## Consigne donnée 1
Renommez « Bureau du Vérificateur Général » en « BVG » dans le passage de l'article qui s'étend de « Au-delà du scandale » jusqu'à « sans appel ! », puis reproduisez ce passage.
══ Extrait de l'article ══
Au-delà du scandale de la fourniture d’intrants subventionnés, qui risque d’ailleurs de compromettre les objectifs de production de cette année, le Ministère du Développement rural se trouve embourber dans d’autres scandales qui prouvent, si besoin était, qu’il faut trouver une solution au cas Modibo Kéita.
Le Bureau du Vérificateur Général a en procédé à une vérification financière à la DFM du Ministère du Développement Rural au titre des exercices 2018, 2019, 2020 et 2021, afin de s’assurer de la régularité et de la sincérité des opérations de dépenses. Les résultats sont sans appel !
En effet, suite à la vérification financière effectuée par le BVG à la DFM du Ministère du Développement Rural au titre des exercices 2018, 2019 2020 et 2021, afin de s’assurer de la régularité et de la sincérité des opérations de dépenses, il s’est révélé des irrégularités tant financières qu’administratives. Les travaux de vérification ont porté sur l’exécution des dépenses de fonctionnement et d’investissement, les procédures de distribution des intrants subventionnés.
Irrégularités financières
Le montant total des irrégularités financières s’élève à 2 329 496 637 FCFA. En cause, le non-respect par le Directeur des Finances et du Matériel des procédures d’attribution et de distribution des intrants Agricoles subventionnés.Selon le BVG, la DFM du Ministère de Développement Rural a payé pour des travaux de construction non exécutés. L’article 47 du Décret n°2018-0009/PRM du 10 janvier 2018 portant Règlement Général sur la Comptabilité Publique est clair : « La liquidation a pour objet de vérifier la réalité de la dette et d’arrêter le montant exact de la dépense… ».
L’équipe de vérification a procédé à l’examen des dossiers de marchés mais également effectué des contrôles physiques des réalisations sur le terrain en compagnie des représentants des entités concernées. Le marché n°004089/CPMP/MA-2020 du 02 décembre 2020 d’un montant de 24 803 300 FCFA relatif aux travaux de réhabilitation des bâtiments du centre de Naréna, au compte de la Cellule de Promotion de l’Entreprenariat Agricole (CPEA), non pas été exécutés (des tôles vétustes non remplacées, pas de corrections des infiltrations de la toiture, la non-fourniture d’enseigne lumineuse de 4mx0.6 m, le non-aménagement des espaces verts avec gazon, fleurs et arbustes) pour un montant de 6 900 000 FCFA.
Le marché n°004093/CPMP/MA-2020 du 02 décembre 2020 d’un montant de 24 724 158 F CFA relatif aux travaux de réhabilitation des bâtiments du centre de Kangaba, au compte de la Cellule de Promotion de l’Entreprenariat Agricole, s’est volatilisé sans la moindre exécution de l’extension du mur de clôture ni fourniture et pose d’une enseigne lumineuse et de deux extincteurs CO25 kg, entre autres. Le DFM du Ministère de l’Agriculture a transféré des équipements Agricoles non fonctionnels à la Commission de Gestion et de Suivi du Programme de Subvention des Equipements.
═══
══ Lignes de l'exercice ══
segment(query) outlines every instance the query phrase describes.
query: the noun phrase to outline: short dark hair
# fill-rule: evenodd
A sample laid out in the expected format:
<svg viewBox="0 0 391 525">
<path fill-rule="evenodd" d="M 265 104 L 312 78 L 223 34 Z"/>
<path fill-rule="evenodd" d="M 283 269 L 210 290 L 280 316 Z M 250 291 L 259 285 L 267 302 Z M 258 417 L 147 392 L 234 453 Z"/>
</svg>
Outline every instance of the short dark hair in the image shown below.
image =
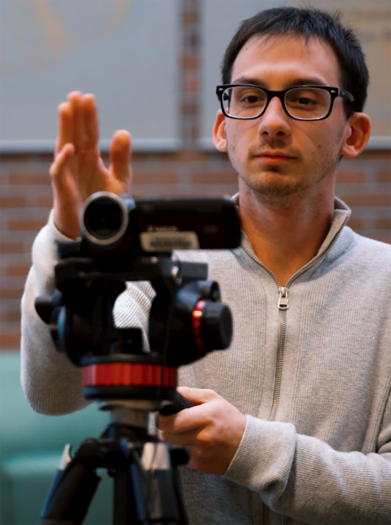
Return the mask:
<svg viewBox="0 0 391 525">
<path fill-rule="evenodd" d="M 261 11 L 244 20 L 230 42 L 221 64 L 223 84 L 231 82 L 232 69 L 239 52 L 252 37 L 293 35 L 313 37 L 328 44 L 340 66 L 343 89 L 350 91 L 355 101 L 354 110 L 362 111 L 366 100 L 369 74 L 365 56 L 354 32 L 341 22 L 341 15 L 330 14 L 312 8 L 274 7 Z M 352 112 L 345 103 L 346 117 Z"/>
</svg>

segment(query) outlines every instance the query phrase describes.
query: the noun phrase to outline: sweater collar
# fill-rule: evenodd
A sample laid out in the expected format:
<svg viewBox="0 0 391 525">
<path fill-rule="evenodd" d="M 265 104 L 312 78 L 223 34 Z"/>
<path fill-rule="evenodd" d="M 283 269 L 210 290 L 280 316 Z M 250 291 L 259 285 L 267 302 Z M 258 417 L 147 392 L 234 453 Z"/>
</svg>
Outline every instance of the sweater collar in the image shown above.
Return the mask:
<svg viewBox="0 0 391 525">
<path fill-rule="evenodd" d="M 239 193 L 234 195 L 231 199 L 239 205 Z M 334 213 L 330 229 L 315 257 L 321 256 L 327 251 L 335 238 L 340 234 L 343 227 L 347 222 L 351 213 L 350 208 L 344 202 L 338 198 L 337 197 L 334 197 Z M 256 257 L 252 249 L 252 246 L 244 232 L 242 232 L 242 246 L 249 253 L 251 254 L 254 257 Z"/>
</svg>

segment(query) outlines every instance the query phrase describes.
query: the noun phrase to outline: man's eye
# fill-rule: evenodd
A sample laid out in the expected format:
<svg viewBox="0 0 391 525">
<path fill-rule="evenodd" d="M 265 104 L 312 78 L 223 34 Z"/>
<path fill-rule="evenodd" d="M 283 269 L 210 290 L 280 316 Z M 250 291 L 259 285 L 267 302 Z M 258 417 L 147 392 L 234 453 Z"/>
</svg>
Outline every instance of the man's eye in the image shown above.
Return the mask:
<svg viewBox="0 0 391 525">
<path fill-rule="evenodd" d="M 255 104 L 259 101 L 259 97 L 257 95 L 247 95 L 247 97 L 243 97 L 241 101 L 248 104 Z"/>
<path fill-rule="evenodd" d="M 292 100 L 292 102 L 300 104 L 300 106 L 315 106 L 318 102 L 314 99 L 308 98 L 307 97 L 301 97 L 300 98 Z"/>
</svg>

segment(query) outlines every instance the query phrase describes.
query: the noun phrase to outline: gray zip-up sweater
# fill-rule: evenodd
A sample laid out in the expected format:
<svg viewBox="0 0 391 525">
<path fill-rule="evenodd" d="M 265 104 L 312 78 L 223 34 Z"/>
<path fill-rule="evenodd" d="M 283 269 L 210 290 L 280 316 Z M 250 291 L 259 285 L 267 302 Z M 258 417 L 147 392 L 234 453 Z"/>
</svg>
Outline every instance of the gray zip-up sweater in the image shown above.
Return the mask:
<svg viewBox="0 0 391 525">
<path fill-rule="evenodd" d="M 181 368 L 180 384 L 212 388 L 247 415 L 224 476 L 182 468 L 191 525 L 391 523 L 391 246 L 354 233 L 348 215 L 336 200 L 318 255 L 283 289 L 246 239 L 179 254 L 208 263 L 234 322 L 229 349 Z M 22 300 L 22 383 L 47 414 L 86 405 L 81 371 L 34 307 L 53 291 L 59 238 L 49 220 Z M 117 323 L 145 329 L 153 294 L 129 285 Z"/>
</svg>

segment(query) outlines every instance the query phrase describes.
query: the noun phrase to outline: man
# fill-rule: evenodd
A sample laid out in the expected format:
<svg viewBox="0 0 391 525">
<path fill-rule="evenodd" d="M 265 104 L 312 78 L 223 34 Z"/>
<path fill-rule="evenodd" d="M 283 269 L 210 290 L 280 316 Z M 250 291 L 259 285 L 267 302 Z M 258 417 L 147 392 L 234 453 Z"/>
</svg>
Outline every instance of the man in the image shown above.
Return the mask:
<svg viewBox="0 0 391 525">
<path fill-rule="evenodd" d="M 181 369 L 179 391 L 196 406 L 156 420 L 190 451 L 190 522 L 389 523 L 391 247 L 354 234 L 334 196 L 341 156 L 358 155 L 370 134 L 362 51 L 329 15 L 277 8 L 242 24 L 223 74 L 213 140 L 239 176 L 243 246 L 180 255 L 208 262 L 234 339 Z M 46 413 L 85 404 L 80 371 L 34 309 L 53 290 L 54 240 L 78 235 L 88 195 L 122 191 L 129 176 L 125 132 L 110 169 L 101 163 L 91 96 L 71 93 L 59 112 L 54 212 L 23 301 L 22 381 Z M 116 322 L 145 331 L 152 297 L 147 284 L 130 285 Z"/>
</svg>

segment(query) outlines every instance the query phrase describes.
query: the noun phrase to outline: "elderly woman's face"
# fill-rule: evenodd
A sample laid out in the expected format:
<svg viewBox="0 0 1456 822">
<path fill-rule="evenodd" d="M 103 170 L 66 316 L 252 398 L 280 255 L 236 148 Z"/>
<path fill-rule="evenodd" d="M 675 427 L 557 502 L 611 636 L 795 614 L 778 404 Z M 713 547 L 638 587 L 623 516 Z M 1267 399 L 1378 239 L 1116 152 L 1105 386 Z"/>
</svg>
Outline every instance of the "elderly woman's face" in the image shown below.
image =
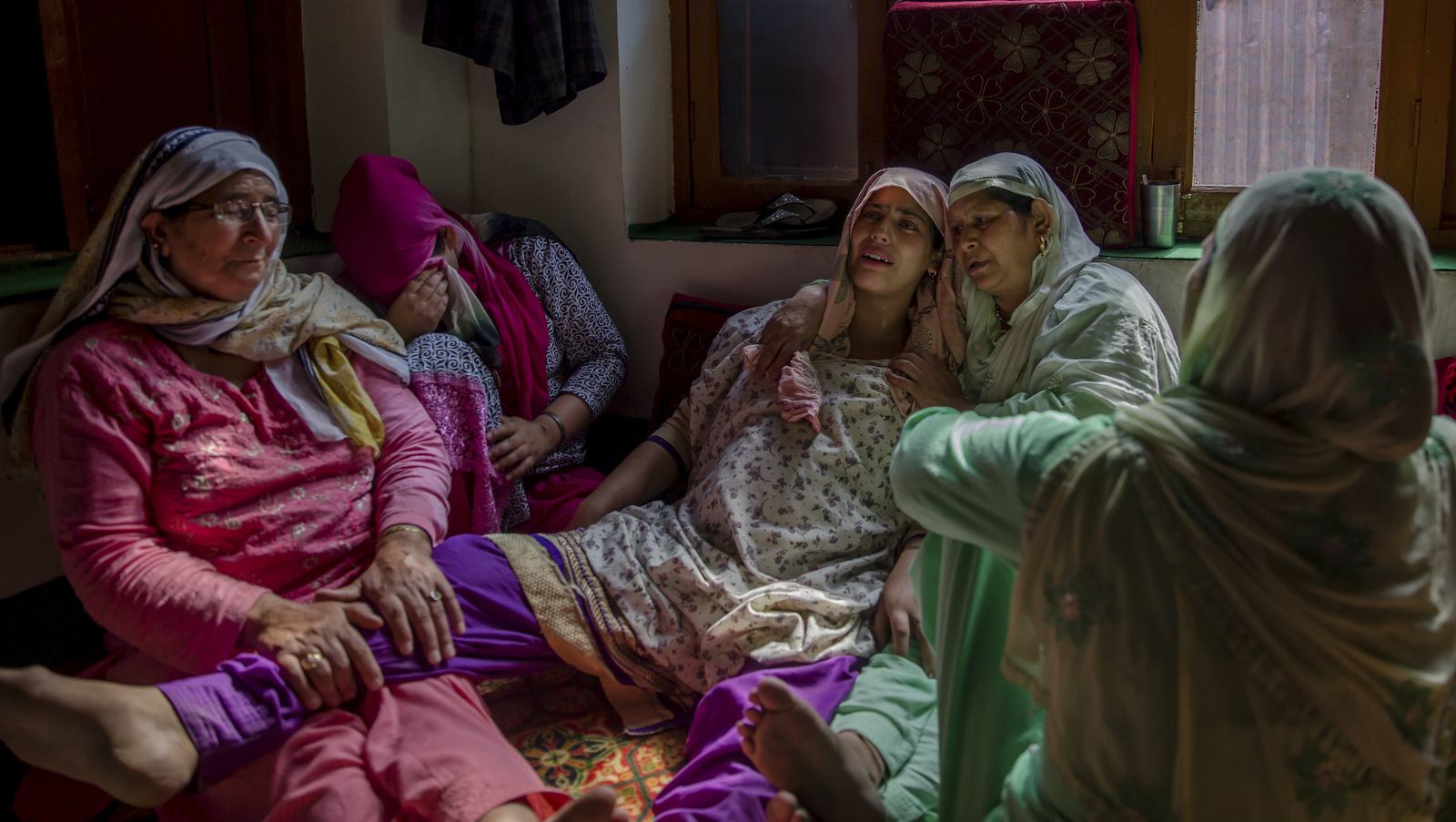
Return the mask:
<svg viewBox="0 0 1456 822">
<path fill-rule="evenodd" d="M 849 275 L 855 289 L 891 296 L 913 290 L 939 261 L 930 216 L 900 187 L 869 195 L 849 233 Z"/>
<path fill-rule="evenodd" d="M 264 173 L 242 171 L 198 194 L 192 204 L 229 200 L 277 203 L 278 189 Z M 282 238 L 282 229 L 258 210 L 240 226 L 220 222 L 210 208 L 188 211 L 175 220 L 151 211 L 143 217 L 141 227 L 178 281 L 195 294 L 230 303 L 252 296 L 268 275 L 268 261 Z"/>
<path fill-rule="evenodd" d="M 1042 200 L 1032 203 L 1031 214 L 1018 214 L 983 188 L 951 204 L 945 232 L 955 262 L 977 289 L 1019 300 L 1031 289 L 1031 264 L 1041 254 L 1040 239 L 1050 233 L 1050 216 Z"/>
</svg>

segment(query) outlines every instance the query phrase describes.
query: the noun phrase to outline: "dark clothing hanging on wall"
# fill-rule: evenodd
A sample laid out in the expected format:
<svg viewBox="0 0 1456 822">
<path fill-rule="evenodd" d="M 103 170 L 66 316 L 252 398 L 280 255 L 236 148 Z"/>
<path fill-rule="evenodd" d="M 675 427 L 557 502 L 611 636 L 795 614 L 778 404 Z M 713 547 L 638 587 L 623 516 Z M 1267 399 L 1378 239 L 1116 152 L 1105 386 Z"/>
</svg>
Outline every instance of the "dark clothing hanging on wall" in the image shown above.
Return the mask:
<svg viewBox="0 0 1456 822">
<path fill-rule="evenodd" d="M 591 0 L 430 0 L 424 42 L 494 68 L 507 125 L 550 114 L 607 76 Z"/>
</svg>

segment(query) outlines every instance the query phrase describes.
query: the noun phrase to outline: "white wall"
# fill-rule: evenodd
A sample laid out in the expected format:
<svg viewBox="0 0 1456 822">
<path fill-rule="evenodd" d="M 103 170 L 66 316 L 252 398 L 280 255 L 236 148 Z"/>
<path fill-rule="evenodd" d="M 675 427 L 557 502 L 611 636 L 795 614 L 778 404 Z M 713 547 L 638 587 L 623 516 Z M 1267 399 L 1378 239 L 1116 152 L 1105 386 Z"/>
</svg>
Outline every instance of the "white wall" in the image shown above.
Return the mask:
═══
## Consigne donnée 2
Affichez toutes les lignes ci-dessus où figure le mot « noun ».

## Corrigé de l'exercice 1
Au-delà du scandale de la fourniture d’intrants subventionnés, qui risque d’ailleurs de compromettre les objectifs de production de cette année, le Ministère du Développement rural se trouve embourber dans d’autres scandales qui prouvent, si besoin était, qu’il faut trouver une solution au cas Modibo Kéita.
Le BVG a en procédé à une vérification financière à la DFM du Ministère du Développement Rural au titre des exercices 2018, 2019, 2020 et 2021, afin de s’assurer de la régularité et de la sincérité des opérations de dépenses. Les résultats sont sans appel !

## Corrigé de l'exercice 2
query: the noun phrase to outline: short dark hair
query: the noun phrase to outline: sweater collar
query: the noun phrase to outline: man's eye
query: the noun phrase to outline: gray zip-up sweater
query: the noun phrase to outline: man
query: the noun phrase to outline: "elderly woman's face"
query: the noun phrase to outline: "dark clothing hanging on wall"
query: the noun phrase to outline: "white wall"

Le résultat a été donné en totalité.